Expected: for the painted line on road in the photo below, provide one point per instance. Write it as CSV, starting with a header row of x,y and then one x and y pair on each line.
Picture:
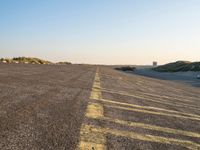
x,y
142,137
151,112
90,140
152,108
148,99
147,126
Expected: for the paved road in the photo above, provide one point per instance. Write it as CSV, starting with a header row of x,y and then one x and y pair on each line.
x,y
89,107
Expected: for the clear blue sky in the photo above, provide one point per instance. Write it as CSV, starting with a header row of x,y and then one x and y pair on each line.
x,y
101,31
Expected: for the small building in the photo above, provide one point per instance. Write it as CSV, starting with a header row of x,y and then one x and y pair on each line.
x,y
155,64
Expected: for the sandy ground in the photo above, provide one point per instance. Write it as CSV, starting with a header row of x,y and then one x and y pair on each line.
x,y
188,77
68,107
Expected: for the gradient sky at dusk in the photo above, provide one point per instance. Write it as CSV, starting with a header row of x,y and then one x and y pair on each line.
x,y
101,31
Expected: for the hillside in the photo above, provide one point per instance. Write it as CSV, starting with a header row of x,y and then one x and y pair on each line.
x,y
179,66
25,60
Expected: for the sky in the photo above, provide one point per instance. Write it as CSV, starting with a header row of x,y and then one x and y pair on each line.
x,y
101,31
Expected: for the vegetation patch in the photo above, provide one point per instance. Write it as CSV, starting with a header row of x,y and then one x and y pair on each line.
x,y
126,68
179,66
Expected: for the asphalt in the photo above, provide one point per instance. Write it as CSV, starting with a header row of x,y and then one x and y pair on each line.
x,y
87,107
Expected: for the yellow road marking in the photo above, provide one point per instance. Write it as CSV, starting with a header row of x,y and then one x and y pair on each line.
x,y
153,113
148,99
152,108
143,137
148,126
92,140
94,110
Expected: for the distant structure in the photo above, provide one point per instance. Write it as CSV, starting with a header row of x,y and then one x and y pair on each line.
x,y
155,64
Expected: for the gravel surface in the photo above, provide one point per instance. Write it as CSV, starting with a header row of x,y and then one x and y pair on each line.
x,y
50,107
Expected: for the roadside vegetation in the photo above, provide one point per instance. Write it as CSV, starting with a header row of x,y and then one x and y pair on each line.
x,y
126,68
179,66
64,63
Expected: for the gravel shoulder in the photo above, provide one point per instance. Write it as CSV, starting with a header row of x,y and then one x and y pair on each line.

__________________________________________________

* _EXERCISE REQUIREMENTS_:
What's needed is an exact copy of every entry, free of pictures.

* _TASK OUTPUT_:
Expected: for the painted line on road in the photo below, provide one point per instance. Write it as CSV, starting with a header row of x,y and then one x and y pair on each line.
Picture:
x,y
142,137
151,112
90,140
152,108
148,99
147,126
Expected: for the paved road in the photo above, provide one point per instance. Write it as CSV, starting with a header row of x,y and then one x and y pair on each line.
x,y
89,107
Expected: for the clear blue sky in the photo above, provide one point per instance. Write it as CSV, starting with a header row of x,y and then one x and y pair on each line.
x,y
101,31
Expected: for the small building in the photo above, provide one point per instance. Write it as CSV, starting with a header row of x,y and then one x and y pair on each line.
x,y
155,64
Expected: for the sandy ground in the photo above, provide one point per instance. Write it as CSV, starting with a header row of x,y and then one x and y pair on each line.
x,y
188,77
68,107
Expected: for the gradient sky at dusk in the photo above, provide one point per instance. Write it as CSV, starting with a header row of x,y and then one x and y pair on each line.
x,y
101,31
Expected: for the hillside in the photo above, provide one point per instance. Write it as CSV, starting with a header row of x,y and then one x and y pair on each line.
x,y
179,66
25,60
Expected: for the sky in the photo above, provide one point per instance. Write it as CSV, starting with a header row of x,y and then one x and y pair on each line.
x,y
101,31
Expected: for the vegetation patch in the photo above, provide one point per instance. Write it as CSV, starting with a header row of x,y and then one x and y pair on each line.
x,y
126,68
179,66
Expected: for the asphalt in the photo above, provide one point per instance. Write it as CSV, starting with a header row of x,y and then one x and y pair on each line.
x,y
87,107
Expected: for the yellow road marking in the photo above, provide one point per instance. Write it as CSV, starting with a header row of x,y and then one x and y pair on each line.
x,y
153,113
148,99
152,108
143,137
148,126
92,140
94,110
Expected: for the distant structure in the photo above, provide one point per instance. Write it as CSV, starting with a header row of x,y and then one x and y pair on each line.
x,y
155,64
Expected: for the gravel surface in the photo above, provide one point per instance. Write it as CSV, starting with a header row of x,y and then one x and y pair on each line.
x,y
50,107
Expected: for the roadside vegetation in the photo above, provide one point per instance. Write it as CSV, starting with a header row of x,y and then one x and y pair on each line.
x,y
126,68
179,66
64,63
Expected: for the gravel shoulder in the photo above, provide one point per instance. Write it as CSV, starting with a header row of x,y and then one x and y pair on each line.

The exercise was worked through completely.